• _Records to use_:
:::
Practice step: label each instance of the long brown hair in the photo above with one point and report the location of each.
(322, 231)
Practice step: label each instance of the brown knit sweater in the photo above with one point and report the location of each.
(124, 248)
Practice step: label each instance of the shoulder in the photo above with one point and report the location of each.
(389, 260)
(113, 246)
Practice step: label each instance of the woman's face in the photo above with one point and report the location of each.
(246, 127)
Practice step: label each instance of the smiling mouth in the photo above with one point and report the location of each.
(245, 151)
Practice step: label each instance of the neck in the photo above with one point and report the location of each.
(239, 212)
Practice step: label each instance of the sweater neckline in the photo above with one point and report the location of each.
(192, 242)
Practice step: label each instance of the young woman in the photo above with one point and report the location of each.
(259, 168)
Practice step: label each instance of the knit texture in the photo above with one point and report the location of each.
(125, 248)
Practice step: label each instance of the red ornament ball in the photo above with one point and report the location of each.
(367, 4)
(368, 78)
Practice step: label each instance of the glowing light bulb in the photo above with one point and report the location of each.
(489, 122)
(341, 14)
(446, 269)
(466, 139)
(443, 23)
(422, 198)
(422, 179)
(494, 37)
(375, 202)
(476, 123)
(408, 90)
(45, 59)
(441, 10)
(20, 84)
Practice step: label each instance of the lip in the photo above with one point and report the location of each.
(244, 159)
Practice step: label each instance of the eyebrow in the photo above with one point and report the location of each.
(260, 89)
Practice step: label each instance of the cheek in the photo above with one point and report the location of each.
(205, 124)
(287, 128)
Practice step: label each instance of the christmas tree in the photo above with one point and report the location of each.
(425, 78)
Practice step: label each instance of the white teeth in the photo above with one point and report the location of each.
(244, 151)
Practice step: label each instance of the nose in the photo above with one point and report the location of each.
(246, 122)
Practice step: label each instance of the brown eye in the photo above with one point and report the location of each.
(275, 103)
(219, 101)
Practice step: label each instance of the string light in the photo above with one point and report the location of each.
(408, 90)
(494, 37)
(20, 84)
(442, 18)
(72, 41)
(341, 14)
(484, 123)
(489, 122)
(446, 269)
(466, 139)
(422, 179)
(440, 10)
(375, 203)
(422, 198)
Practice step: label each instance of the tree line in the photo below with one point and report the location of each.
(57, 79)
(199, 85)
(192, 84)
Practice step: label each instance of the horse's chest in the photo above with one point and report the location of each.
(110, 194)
:::
• _Exercise aim_: Repeat the entries shown above, every one, word for word.

• _Result_:
Practice step: label each instance of the long brown hair in the photo above with one point and report the location of each.
(322, 231)
Practice step: label each instance of the brown knit sweater in the photo above with one point and report the location of each.
(124, 248)
Practice step: label each instance of the shoulder in the photo above with one point and report the location of each.
(389, 260)
(113, 246)
Practice step: label each instance of the woman's face in the photo above with one point and report the location of each.
(246, 127)
Practice step: label each instance of the smiling mouth in the photo above with one point and report the location of each.
(245, 151)
Practice step: label each instance of the neck in the photo above with one point and report the location of each.
(239, 212)
Practice step: label each instance of the sweater neckline in the photo above with one point and report the location of each.
(192, 242)
Practice step: label each instance of the young woman in the photo above with one point and report the location of each.
(259, 168)
Practice step: label each instance of the knit texture in the photo above with one point and report the location of each.
(125, 248)
Practice step: label each instance of the red ornament ball in the photo above with one point and report the location of each.
(367, 4)
(368, 78)
Practice step: label each instance of the glowing light bulb in the photo above with one point and report the location of each.
(489, 122)
(341, 14)
(446, 269)
(466, 139)
(443, 23)
(422, 198)
(422, 179)
(494, 37)
(375, 202)
(476, 123)
(408, 90)
(45, 59)
(441, 10)
(20, 84)
Practice step: label each instance of the lip in the photo above with one point and report the location of each.
(244, 159)
Practice step: label each instance of the eyebrow in the photo above with one point and report the location of each.
(260, 89)
Practice step: label each instance of the cheek in the photo above with one point and report the location of each.
(205, 124)
(287, 128)
Practice step: label each instance of the christmas tree in the photo above with one point and report the location of each.
(425, 78)
Practice step: label each instance of the white teeth in the photo above with one point and report the location of each.
(244, 151)
Practice step: label each instance of the nose in the photo above with one point and report the location of each.
(246, 122)
Practice step: label each instance of the brown eye in the photo above with one point and report the location of each.
(275, 103)
(219, 101)
Practice step: label each instance of the string light in the photo above with one point and report the location of each.
(408, 90)
(494, 37)
(20, 84)
(442, 18)
(72, 41)
(341, 14)
(484, 123)
(489, 122)
(446, 269)
(466, 139)
(422, 179)
(440, 10)
(375, 203)
(422, 198)
Practice step: label each instance of the tree line in the photo below with one point and report the location of each.
(57, 79)
(199, 85)
(192, 84)
Practice step: label each instance of the horse's chest in the photo above with one point and report the location of each.
(110, 194)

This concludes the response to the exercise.